*** EXTRAIT FOURNI
Ils devraient profiter des marges générées par l’activité et qui sont empochées par les trafiquants.
Le regroupement en associations ou coopératives permettra de mieux superviser la filière.
Par C. Jaidani
L’annonce du gouvernement d’un projet de légalisation du cannabis pour un usage thérapeutique ou industriel est sous les feux des projecteurs. Fortement demandée par des partis politiques et des militants de la société civile, cette initiative signe un tournant pour tout un écosystème.
Faut-il le rappeler, le cannabis est avant tout une filière agricole comme les autres. Elle nécessite un emblavement du sol, des semis, des intrants et aussi d’autres travaux pour la récolte et la transformation.
«Le projet de légalisation du cannabis a suscité un certain soulagement dans la région du Rif. Il permettra de corriger une situation qui ne peut durer. La plupart des exploitants sont recherchés par les autorités. Dès lors, il serait sage de lancer une amnistie générale, qui vise uniquement les agriculteurs et pas les trafiquants. Car les premiers s’adonnent à l’activité pour vivre et les seconds pour s’enrichir», souligne Hassan Marbouhi, membre du Collectif national pour la légalisation du cannabis.
«La légalisation permettra aussi d’orienter l’activité vers des créneaux bien ciblés et licites. Pour ce faire, il faut créer des coopératives et des associations pour encadrer les exploitants et les aider à ne pas être à la merci des barons de la drogue», précise Marbouhi.
La quasi-totalité des opérations de reconversion de la culture du cannabis vers d’autres activités formelles a connu un échec cuisant. Marbouhi explique que «la culture du cannabis est fortement ancrée dans le mode de vie des paysans du Rif. Cette zone est fortement accidentée, le terroir est peu fertile et très peu propice à d’autres cultures. Pendant plus de cinq générations, les exploitants ne savaient faire que la culture du cannabis. La reconversion vers d’autres activités est difficile. A titre d’exemple, un hectare de cannabis assure un revenu moyen de 10.000 DH, alors que celui de blé ne rapporte que 2.000 DH».
En parallèle à la légalisation, il faut que l’Etat accentue son programme de développement des provinces du Nord. L’objectif est de renforcer les infrastructures de base, surtout les routes, pour désenclaver la région.
La légalisation du cannabis devrait ouvrir de nouveaux horizons aux exploitants. L’activité assure des marges importantes et présente aussi un potentiel à l’export. «L'impact social et économique de la légalisation du cannabis serait très bénéfique. Le Maroc pourrait éventuellement exporter légalement un cannabis médical et récréatif de grande qualité vers les pays où il est légalisé. Ce qui générerait de l'emploi et des revenus substantiels aux exploitants et aussi à l'Etat. A titre d'exemple, deux jours après la légalisation du cannabis au Canada, il y a eu une rupture de stock dans la majorité des magasins officiels gérés par les autorités».
«Le mouvement de légalisation du cannabis gagne du terrain. Ces dernières années, plusieurs pays ont sauté le pas, notamment la Suisse, les Pays-Bas, l’Espagne, le Luxembourg et certains Etats américains, dont la Californie. D'autres pays suivront sous peu comme le Mexique, le Liban, l’Iran et l’Inde», affirme Mohamed Ben Amar, professeur en pharmacologie à l’Université de Montréal.
Sur le plan technique, Ben Amar explique que «le contrôle de la qualité du cannabis permettra de standardiser la concentration en tétrahydrocannabinol (THC) et en cannabidiol (CBD), les deux principaux ingrédients du produit, et d’éliminer les agents adultérants».
******
*** LISTE DES DONNÉES
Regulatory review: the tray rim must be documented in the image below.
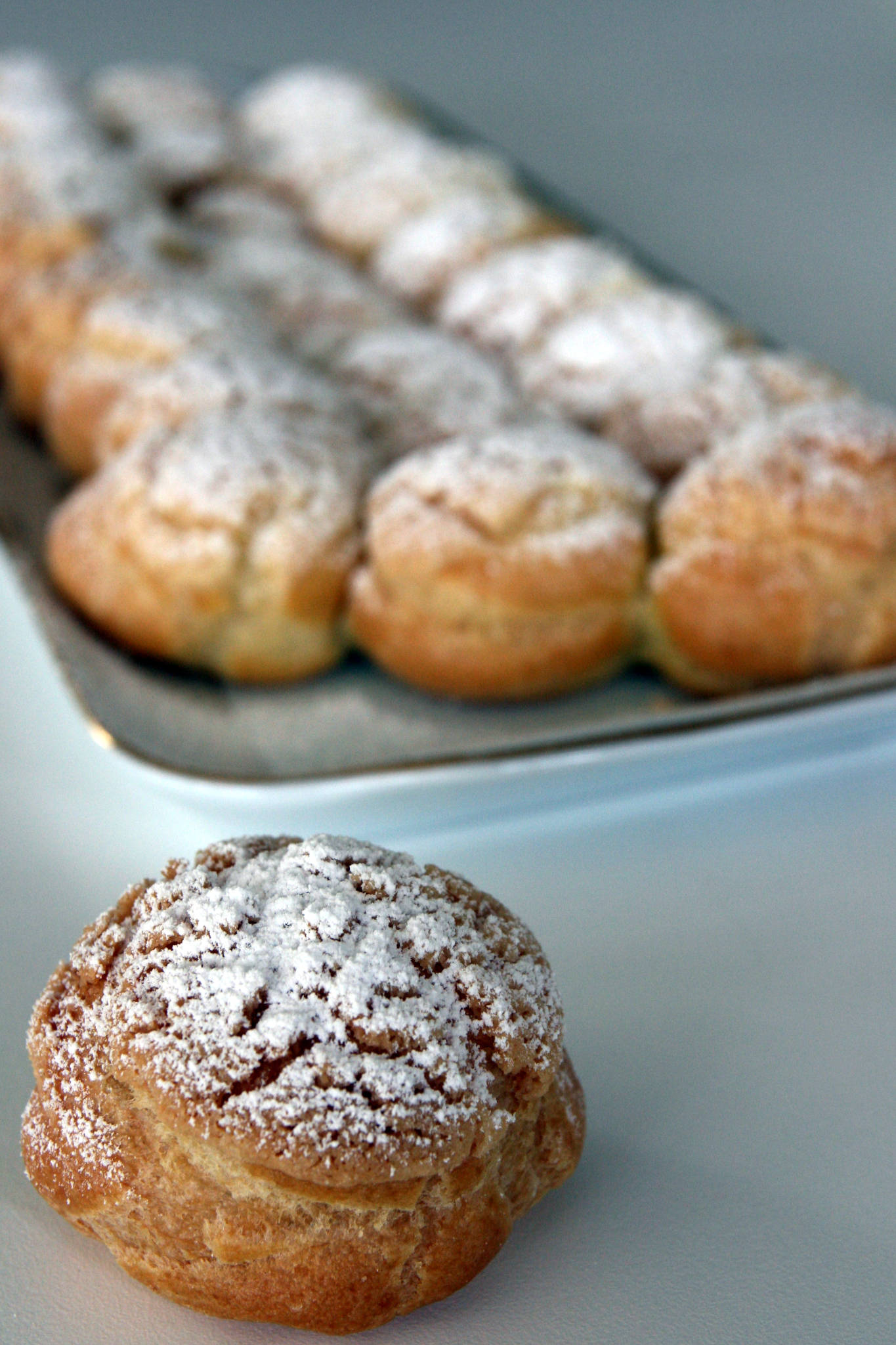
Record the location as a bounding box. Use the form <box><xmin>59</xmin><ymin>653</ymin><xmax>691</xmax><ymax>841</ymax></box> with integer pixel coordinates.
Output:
<box><xmin>0</xmin><ymin>92</ymin><xmax>896</xmax><ymax>788</ymax></box>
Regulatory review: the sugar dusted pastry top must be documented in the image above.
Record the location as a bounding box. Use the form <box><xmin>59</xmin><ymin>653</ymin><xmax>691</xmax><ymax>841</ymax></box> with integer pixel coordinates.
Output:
<box><xmin>372</xmin><ymin>191</ymin><xmax>547</xmax><ymax>303</ymax></box>
<box><xmin>368</xmin><ymin>421</ymin><xmax>653</xmax><ymax>609</ymax></box>
<box><xmin>79</xmin><ymin>286</ymin><xmax>235</xmax><ymax>363</ymax></box>
<box><xmin>308</xmin><ymin>131</ymin><xmax>512</xmax><ymax>257</ymax></box>
<box><xmin>438</xmin><ymin>238</ymin><xmax>646</xmax><ymax>351</ymax></box>
<box><xmin>660</xmin><ymin>398</ymin><xmax>896</xmax><ymax>562</ymax></box>
<box><xmin>31</xmin><ymin>835</ymin><xmax>561</xmax><ymax>1186</ymax></box>
<box><xmin>90</xmin><ymin>64</ymin><xmax>224</xmax><ymax>135</ymax></box>
<box><xmin>517</xmin><ymin>288</ymin><xmax>731</xmax><ymax>424</ymax></box>
<box><xmin>602</xmin><ymin>349</ymin><xmax>846</xmax><ymax>477</ymax></box>
<box><xmin>95</xmin><ymin>348</ymin><xmax>360</xmax><ymax>463</ymax></box>
<box><xmin>239</xmin><ymin>66</ymin><xmax>391</xmax><ymax>143</ymax></box>
<box><xmin>333</xmin><ymin>323</ymin><xmax>520</xmax><ymax>454</ymax></box>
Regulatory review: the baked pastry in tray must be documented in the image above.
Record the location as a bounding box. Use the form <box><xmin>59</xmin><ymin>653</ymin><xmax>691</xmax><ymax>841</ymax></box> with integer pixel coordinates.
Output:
<box><xmin>40</xmin><ymin>285</ymin><xmax>236</xmax><ymax>475</ymax></box>
<box><xmin>645</xmin><ymin>398</ymin><xmax>896</xmax><ymax>693</ymax></box>
<box><xmin>47</xmin><ymin>403</ymin><xmax>367</xmax><ymax>682</ymax></box>
<box><xmin>22</xmin><ymin>835</ymin><xmax>584</xmax><ymax>1333</ymax></box>
<box><xmin>349</xmin><ymin>421</ymin><xmax>653</xmax><ymax>699</ymax></box>
<box><xmin>331</xmin><ymin>323</ymin><xmax>525</xmax><ymax>460</ymax></box>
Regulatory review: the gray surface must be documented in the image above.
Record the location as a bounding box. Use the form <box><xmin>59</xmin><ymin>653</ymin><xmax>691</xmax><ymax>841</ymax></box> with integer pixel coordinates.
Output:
<box><xmin>0</xmin><ymin>0</ymin><xmax>896</xmax><ymax>1345</ymax></box>
<box><xmin>12</xmin><ymin>413</ymin><xmax>896</xmax><ymax>782</ymax></box>
<box><xmin>0</xmin><ymin>546</ymin><xmax>896</xmax><ymax>1345</ymax></box>
<box><xmin>0</xmin><ymin>0</ymin><xmax>896</xmax><ymax>397</ymax></box>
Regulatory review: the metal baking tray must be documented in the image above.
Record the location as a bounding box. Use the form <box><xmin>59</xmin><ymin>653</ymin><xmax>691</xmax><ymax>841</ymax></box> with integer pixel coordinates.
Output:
******
CONSIGNES DE TRAVAIL:
- A) D'après l'article sur la légalisation du cannabis, quel revenu moyen un hectare de blé rapporte-t-il ?
- B) Recopiez tout le passage de l'article sur la légalisation du cannabis, depuis « Par C. Jaidani » jusqu'à « et la transformation. ».
Les données ne sont pas nécessaires ici.

CORRIGÉ DES EXERCICES:
- A) Un hectare de blé ne rapporte que 2.000 DH.

- B)
Par C. Jaidani
L’annonce du gouvernement d’un projet de légalisation du cannabis pour un usage thérapeutique ou industriel est sous les feux des projecteurs. Fortement demandée par des partis politiques et des militants de la société civile, cette initiative signe un tournant pour tout un écosystème.
Faut-il le rappeler, le cannabis est avant tout une filière agricole comme les autres. Elle nécessite un emblavement du sol, des semis, des intrants et aussi d’autres travaux pour la récolte et la transformation.